## Requirements
Copy all of the data below word for word, with no changes.

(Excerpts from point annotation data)
+ + + + +

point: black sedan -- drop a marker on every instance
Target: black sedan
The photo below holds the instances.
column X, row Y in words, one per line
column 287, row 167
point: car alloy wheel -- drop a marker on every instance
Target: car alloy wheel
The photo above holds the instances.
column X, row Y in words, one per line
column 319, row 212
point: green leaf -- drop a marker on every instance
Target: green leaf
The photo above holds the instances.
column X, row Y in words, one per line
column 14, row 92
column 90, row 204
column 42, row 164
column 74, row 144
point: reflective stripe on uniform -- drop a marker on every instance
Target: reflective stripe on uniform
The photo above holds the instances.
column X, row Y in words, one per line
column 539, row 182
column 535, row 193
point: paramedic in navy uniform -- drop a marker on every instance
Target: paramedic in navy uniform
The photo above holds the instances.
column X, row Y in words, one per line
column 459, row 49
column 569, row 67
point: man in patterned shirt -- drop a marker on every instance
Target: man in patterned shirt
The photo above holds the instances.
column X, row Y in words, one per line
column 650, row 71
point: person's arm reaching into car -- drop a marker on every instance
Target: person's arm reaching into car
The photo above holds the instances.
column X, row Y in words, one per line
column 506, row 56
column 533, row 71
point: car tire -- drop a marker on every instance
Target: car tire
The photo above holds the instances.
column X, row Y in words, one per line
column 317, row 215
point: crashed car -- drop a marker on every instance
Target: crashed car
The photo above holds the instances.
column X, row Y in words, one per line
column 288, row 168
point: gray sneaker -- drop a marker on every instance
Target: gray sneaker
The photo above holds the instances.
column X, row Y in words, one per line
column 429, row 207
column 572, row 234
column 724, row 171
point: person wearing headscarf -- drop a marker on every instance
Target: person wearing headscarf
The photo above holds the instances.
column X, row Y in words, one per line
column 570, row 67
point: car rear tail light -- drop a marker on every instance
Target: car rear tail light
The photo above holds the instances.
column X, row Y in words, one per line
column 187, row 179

+ + + + +

## Task answer
point: black sedan -- drop a marker on every instance
Target: black sedan
The photo below holds the instances.
column X, row Y in words, one per line
column 287, row 167
point: car alloy wheel -- drop a marker on every instance
Target: car alloy wheel
The photo above holds the instances.
column X, row Y in words, one per line
column 319, row 212
point: green leaf -- drop a marker on every instance
Target: green leaf
The photo above holds the instances.
column X, row Y in words, one per line
column 14, row 92
column 90, row 204
column 42, row 164
column 74, row 144
point: reflective stripe on uniform -- drop a marker on every instance
Target: reflective stripe on uniform
The photo above holds the instances.
column X, row Y in words, one per line
column 539, row 182
column 535, row 193
point: paramedic in navy uniform -- drop a marker on every instance
Target: paramedic in navy uniform
The photo above holds the instances.
column X, row Y in words, one per line
column 459, row 49
column 569, row 67
point: man in patterned shirt -- drop a marker on every instance
Target: man in patterned shirt
The photo above holds the instances.
column X, row Y in words, one per line
column 650, row 71
point: person's arm reaching into car -- drop a marker on every instance
Target: person's arm reaching into car
The photo above holds the instances.
column X, row Y in words, one per line
column 506, row 56
column 533, row 71
point: car tire -- drop a marker on every instance
Target: car tire
The photo above holds the instances.
column X, row Y in words, one per line
column 317, row 215
point: crashed car -- drop a marker on every instance
Target: crashed car
The photo above holds the instances.
column X, row Y in words, one per line
column 288, row 168
point: gray sneaker -- drop a marker on every instance
Target: gray sneaker
The photo above holds the instances.
column X, row Y in words, one per line
column 429, row 207
column 572, row 234
column 724, row 171
point: person wearing headscarf -- drop a marker on every instance
Target: person wearing headscarf
The photo above holds the instances.
column X, row Y in words, one per line
column 570, row 67
point: car rear tail light -- drop a marker on every instance
Target: car rear tail light
The photo above holds the instances.
column X, row Y in words, one per line
column 187, row 179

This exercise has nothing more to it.